▸ Task list:
A - Sum up the passage about the Mitsubishi Galant brake lawsuit in two sentences.
B - Please go on with the passage about the Mitsubishi Galant brake lawsuit, picking up after its final sentence.

The law firms of Kimmel & Silverman, P.C.; Sheller, Ludwig & Badey P.C.;
and Mehri, Malkin and Ross have filed a class action suit against
Mitsubishi Motor Manufacturing of America, Inc. and Mitsubishi Motor Sales
of America, Inc., alleging brake defects in 1999 Mitsubishi Galant Models.
Court papers were served to Mitsubishi's legal counsel November 1.

According to documents filed in the Superior Court of New Jersey Law
Division, Camden County, the 1999 Galant was manufactured with a brake
defect, which results in premature wear of the front brake rotors. This
defect causes the brakes to grind and requires continuous replacement of
the brake pads and rotors.

Jersey City resident Isam Haddadin is the lead plaintiff on behalf of the
class. In court papers, Haddadin alleges that his 1999 Galant, originally
purchased in September 1999, has been returned to the dealership repeatedly
to remedy the braking problem. On each occasion, the dealer finds the brake
components to be defective and replaces them under warranty provisions,
only to have the problem return within a few thousand miles. Mr. Hadaddin's
complaint alleges that the same defects exist in all 1999 Galants,
estimating that the problem affects several thousand Galants in New Jersey,
and tens of thousands nationally. Haddadin claims that his car often
vibrates, the brakes grind when pushed down, and he has to step on the
brake several seconds before preparing to stop. "This car has caused a
great deal of aggravation to me and my family and I am hoping that by
filing this case, Mitsubishi will finally address our concern," said
Haddadin. "I don't want other people to have to go through the same
problems we have."

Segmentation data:
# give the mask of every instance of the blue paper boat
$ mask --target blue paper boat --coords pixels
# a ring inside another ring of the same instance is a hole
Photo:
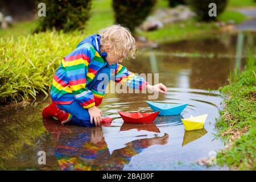
[[[154,112],[160,111],[159,115],[173,115],[180,114],[187,104],[171,104],[146,101]]]

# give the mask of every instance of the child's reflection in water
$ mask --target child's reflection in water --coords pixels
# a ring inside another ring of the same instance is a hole
[[[55,137],[55,154],[62,170],[122,170],[133,156],[152,145],[167,143],[169,138],[164,134],[160,137],[135,140],[110,155],[101,126],[63,130],[52,119],[44,120],[44,125]]]

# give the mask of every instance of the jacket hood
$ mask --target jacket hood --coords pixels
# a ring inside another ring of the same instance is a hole
[[[92,45],[94,49],[96,50],[97,52],[98,52],[98,53],[101,57],[106,57],[108,56],[106,52],[102,52],[101,53],[101,42],[100,39],[100,35],[98,34],[95,34],[92,36],[89,36],[80,42],[76,48],[78,48],[82,44],[88,43]]]

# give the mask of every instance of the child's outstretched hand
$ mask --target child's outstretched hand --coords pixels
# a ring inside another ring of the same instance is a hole
[[[147,84],[147,89],[151,91],[158,92],[163,93],[166,93],[167,92],[167,88],[166,88],[166,85],[161,83],[155,85]]]
[[[101,125],[101,115],[102,115],[101,110],[96,106],[93,106],[88,108],[88,113],[90,117],[90,123],[93,123],[93,119],[95,126],[100,126]]]

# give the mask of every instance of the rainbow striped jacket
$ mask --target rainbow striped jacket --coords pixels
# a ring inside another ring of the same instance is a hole
[[[145,80],[129,71],[118,63],[109,65],[105,59],[107,53],[100,53],[100,36],[89,36],[81,42],[76,48],[65,56],[60,67],[54,75],[51,89],[52,101],[57,104],[70,104],[75,100],[84,108],[95,105],[94,98],[102,100],[105,92],[87,85],[92,82],[98,71],[108,67],[112,73],[111,79],[121,82],[134,89],[143,89],[147,84]],[[101,101],[100,102],[100,103]]]

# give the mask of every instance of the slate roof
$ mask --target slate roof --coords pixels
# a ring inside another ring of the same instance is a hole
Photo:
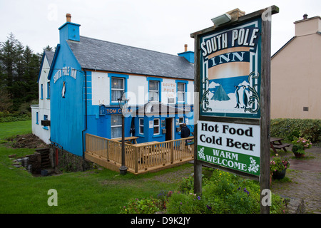
[[[83,68],[194,79],[194,64],[182,56],[85,36],[67,43]]]
[[[179,108],[170,105],[165,105],[160,102],[149,101],[144,105],[136,110],[138,115],[168,115],[178,113],[188,113],[190,112],[190,107],[186,106],[187,108]],[[163,112],[163,113],[162,113]]]

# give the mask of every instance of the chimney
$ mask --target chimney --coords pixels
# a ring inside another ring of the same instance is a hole
[[[60,43],[66,41],[80,41],[79,26],[80,24],[71,22],[71,14],[66,14],[66,22],[58,29],[59,30]]]
[[[71,14],[66,14],[66,19],[67,22],[71,22]]]
[[[320,33],[321,31],[321,17],[320,16],[307,18],[307,14],[303,15],[303,19],[294,22],[295,25],[295,36]]]

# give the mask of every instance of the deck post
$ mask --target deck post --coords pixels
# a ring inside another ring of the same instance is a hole
[[[136,147],[135,148],[135,156],[134,156],[134,168],[135,168],[135,173],[138,172],[138,150],[139,147]]]
[[[174,142],[170,142],[170,164],[174,162]]]

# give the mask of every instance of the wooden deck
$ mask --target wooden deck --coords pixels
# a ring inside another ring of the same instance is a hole
[[[194,159],[194,145],[185,145],[186,139],[125,143],[125,162],[134,174],[156,172],[188,162]],[[119,171],[121,165],[121,142],[86,134],[85,158],[108,169]]]

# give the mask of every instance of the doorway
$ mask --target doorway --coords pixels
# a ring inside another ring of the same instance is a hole
[[[166,129],[166,134],[165,135],[165,140],[166,141],[174,140],[174,133],[173,132],[174,118],[165,118],[165,128]]]

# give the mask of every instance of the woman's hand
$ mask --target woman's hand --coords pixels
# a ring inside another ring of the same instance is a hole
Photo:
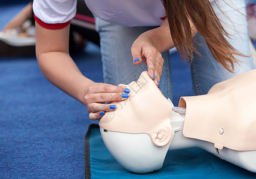
[[[160,77],[163,69],[164,58],[156,47],[145,37],[140,35],[133,43],[131,51],[133,62],[138,65],[144,62],[147,66],[147,73],[156,85],[160,87]]]
[[[92,84],[84,97],[89,118],[91,120],[96,120],[104,115],[106,112],[115,110],[116,106],[115,104],[105,104],[105,102],[126,100],[129,92],[129,90],[124,87],[102,83]]]
[[[164,64],[161,53],[174,47],[169,23],[165,20],[160,27],[145,32],[134,41],[131,49],[133,63],[136,65],[142,61],[146,63],[149,76],[159,87]]]

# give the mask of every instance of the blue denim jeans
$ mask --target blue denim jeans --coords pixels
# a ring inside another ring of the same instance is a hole
[[[213,8],[230,35],[231,39],[228,39],[230,44],[239,52],[250,55],[247,22],[244,15],[246,14],[244,1],[232,1],[232,5],[230,3],[225,4],[222,1],[217,2],[224,15],[217,5],[213,5]],[[240,12],[235,10],[233,6]],[[155,27],[128,27],[95,18],[97,30],[100,36],[104,82],[118,85],[136,81],[141,72],[147,69],[144,63],[139,66],[133,64],[131,47],[140,34]],[[195,95],[206,94],[215,84],[254,69],[251,57],[238,57],[240,63],[235,64],[235,73],[229,72],[214,58],[200,35],[198,34],[195,39],[199,42],[197,48],[201,53],[201,55],[195,54],[191,64],[192,86]],[[172,87],[169,54],[166,52],[162,54],[162,56],[164,64],[160,80],[160,90],[166,97],[171,99]]]

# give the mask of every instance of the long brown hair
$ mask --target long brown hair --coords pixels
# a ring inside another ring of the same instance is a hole
[[[205,39],[214,58],[233,72],[235,55],[248,57],[237,51],[226,39],[229,34],[217,17],[209,0],[162,0],[166,12],[171,35],[181,58],[193,60],[199,54],[192,38],[190,20]],[[231,69],[230,69],[231,67]]]

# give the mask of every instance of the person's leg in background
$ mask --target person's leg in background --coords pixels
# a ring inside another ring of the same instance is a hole
[[[112,24],[97,17],[95,20],[100,37],[104,82],[118,85],[136,81],[143,71],[147,71],[147,67],[143,63],[138,66],[133,64],[131,47],[140,34],[153,27],[128,27]],[[171,98],[172,88],[168,53],[163,53],[162,56],[164,64],[160,90],[166,97]]]
[[[216,1],[213,4],[214,11],[230,35],[227,39],[239,52],[251,55],[248,36],[246,5],[243,0]],[[218,9],[221,8],[221,11]],[[234,8],[235,7],[235,8]],[[218,63],[211,55],[204,39],[199,34],[196,36],[197,45],[201,55],[195,54],[191,64],[192,86],[195,95],[204,94],[215,84],[254,69],[251,57],[238,56],[240,61],[235,64],[234,72],[231,73]]]

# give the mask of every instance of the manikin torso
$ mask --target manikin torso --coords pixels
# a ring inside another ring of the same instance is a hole
[[[132,90],[129,100],[116,103],[116,111],[100,119],[102,139],[116,161],[135,173],[158,170],[168,150],[190,147],[256,172],[252,130],[256,119],[248,110],[255,105],[255,78],[256,70],[217,84],[207,95],[182,97],[179,106],[183,108],[173,107],[144,72],[127,86]],[[251,82],[245,82],[248,79]],[[225,104],[230,100],[247,106]]]
[[[149,143],[153,144],[146,134],[122,133],[100,128],[101,137],[116,160],[124,168],[135,173],[147,173],[161,168],[163,163],[161,159],[165,156],[166,150],[192,147],[202,149],[223,160],[256,172],[256,150],[236,151],[226,147],[218,150],[213,143],[186,137],[183,134],[185,115],[186,109],[173,108],[170,122],[174,134],[170,143],[161,149],[164,151],[156,153],[149,151],[148,149],[152,147],[149,147]],[[150,162],[155,163],[149,165]]]

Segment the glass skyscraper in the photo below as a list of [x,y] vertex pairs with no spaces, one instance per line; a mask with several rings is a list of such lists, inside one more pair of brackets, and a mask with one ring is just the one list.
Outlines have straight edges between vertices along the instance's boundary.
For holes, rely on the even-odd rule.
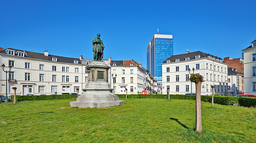
[[154,34],[147,47],[147,69],[154,77],[162,76],[162,63],[173,55],[172,35]]

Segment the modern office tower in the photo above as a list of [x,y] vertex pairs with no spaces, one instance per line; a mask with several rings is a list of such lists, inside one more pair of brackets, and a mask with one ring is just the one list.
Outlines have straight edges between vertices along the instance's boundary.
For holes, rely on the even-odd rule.
[[154,34],[147,47],[147,69],[151,76],[162,76],[162,63],[172,55],[172,35]]

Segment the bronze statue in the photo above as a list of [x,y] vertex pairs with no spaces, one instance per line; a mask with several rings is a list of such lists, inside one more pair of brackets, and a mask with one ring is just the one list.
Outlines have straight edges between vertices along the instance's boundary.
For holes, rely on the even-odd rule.
[[104,45],[102,43],[102,40],[100,39],[100,34],[97,34],[97,38],[94,38],[93,40],[93,51],[94,53],[94,59],[100,61],[103,57],[103,50]]

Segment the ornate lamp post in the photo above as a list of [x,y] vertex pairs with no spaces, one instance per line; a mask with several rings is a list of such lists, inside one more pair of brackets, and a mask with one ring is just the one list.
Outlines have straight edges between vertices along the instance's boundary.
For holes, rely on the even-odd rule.
[[5,68],[5,67],[6,65],[4,63],[3,63],[1,65],[2,69],[3,69],[3,70],[6,72],[6,100],[5,100],[5,102],[8,102],[8,96],[7,96],[7,73],[9,73],[11,71],[11,69],[12,69],[12,66],[11,65],[9,65],[9,71],[5,70],[4,69]]
[[113,92],[114,93],[114,94],[115,94],[115,80],[117,78],[117,74],[115,75],[115,77],[113,77],[113,75],[114,74],[112,74],[112,78],[113,79],[113,84],[114,84],[113,86],[113,87],[114,87],[114,90],[113,90]]
[[[192,74],[194,74],[194,72],[195,71],[195,69],[194,68],[193,68],[193,69],[192,69],[192,70],[193,70],[193,74],[190,74],[190,68],[188,68],[188,73],[189,73],[189,74],[191,75]],[[192,95],[192,81],[191,81],[191,95]]]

▸ The responses:
A - Three law firms have filed a class action suit against two Mitsubishi companies in the Superior Court of New Jersey, alleging that 1999 Galant models have a brake defect that wears out the front rotors early, makes the brakes grind, and requires continual replacement of pads and rotors. Lead plaintiff Isam Haddadin says his Galant has gone back to the dealer repeatedly for brake repairs under warranty, only for the problem to return within a few thousand miles, and his complaint claims the defect affects all 1999 Galants.

B -
"We have seen the 1999 Galant brake problem with alarming regularity," said
co-counsel Craig Thor Kimmel of Kimmel and Silverman, P.C., "The cases
share a nearly identical fact pattern of brake rotor repairs being
performed every 3,000-5,000 miles. Rotors will normally last 50,000 miles
or more. When they reach the point of needing replacement, the ability to
stop the car is diminished."

Owners and lessees of 1999 Mitsubishi Galants models who would like more
information on this class action can log onto www.lemonlaw.com or contact
Craig Thor Kimmel at 1-800-Lemon-Law (800-536-6652) or via e-mail at
lemonesq@aol.com. Since 1991, Kimmel & Silverman, P.C. (www.lemonlaw.com)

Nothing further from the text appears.